# Excerpted text
I use a very large pan of some kind - big dutch over would work. I break the process into three phases for the twenty pounds (hence the weekend), so you could basically buy 6/7 pounds of so-called Roma tomatoes of some kind (Early Girls work, though I do prefer San Marzano). For that many, I start with one very large onion,maybe one and a half, and three or four cloves of garlic. Not too much, as you can use this in many ways, like in recipes where you might want to add additional onion/garlic. On pasta, it works just wonderfully with this quantity.

I start to saute the onion, coarsely chopped, on low/medium heat in a pretty good amount of olive oil, almost covering the bottom of the dutch over with the pour. I then add the roughly crushed/chopped garlic after about 10 minutes. No point in bothering with technique here, it'll all go in the blender eventually. While this is happening, I start to slice the San Marzano tomatoes, which I have rinsed, and shaken. As the garlic's cooked about two minutes I have about a third to a half of the tomatoes sliced, so I dump them in. I don't peel them, I don't do anything to them, just dump the lot in, sliced.

More slicing, more dumping ... the whole think takes about a half hour to do. Once you're through with the tomatoes, cover the dutch oven and cook for about twenty minutes (time is not essential here), to get the water out in the open, so to speak. Then remove the cover, and simmer for a long time. Like up to two hours, or maybe more. Stir occasionally - I put a timer on for twenty to thirty minutes. It's never enough until your sauce starts sticking. The first time I did the sauce I was working at home and forgot, and the sauce was really close to burning through.

# Collected data
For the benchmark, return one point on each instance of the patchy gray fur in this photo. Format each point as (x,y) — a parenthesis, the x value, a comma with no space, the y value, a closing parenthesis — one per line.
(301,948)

# Your goal
Continue the account of making tomato sauce from where it stops.

# Reply
By the end, basically, the level of your sauce will have reduced by two thirds and it will start to require some scraping as opposed to plain stirring. There'll be no more visible water, just pulp, skin, and occasional puddles of oil. If there's a bit of burnt sauce there, no worries, the blender will take care of that one, too.

Now ... scoop out into a blender, and puree thoroughly. You can let it rest for a while to cool, probably a good idea if you're going to store this stuff in plastic containers. At this stage the tomato is very very concentrated, and somewhat acid. If you were going to dress pasta with it, it would need thinning out. I do a couple of things. I puree some of the stuff as-is, and label it JT/Just Tomato on its containers. I will use this as tomato puree for things like Fagioli all'Uccelletto, or Chicken Cacciatora. The rest, I puree with some milk added. Makes it a bit more creamy, cuts the acidity down a bit, and we use this on pasta. Just add some pasta cooking water to thin out the sauce and it will be perfect.

In the containers I freeze the stuff in I add some basil leaves, to taste. To the sauce I use immediately, I add a bit of chopped basil after blending. When I picked up the tomatoes last week, my supplier was kind enough to gift me a bunch of wonderful Genovese basil, so we were all set there!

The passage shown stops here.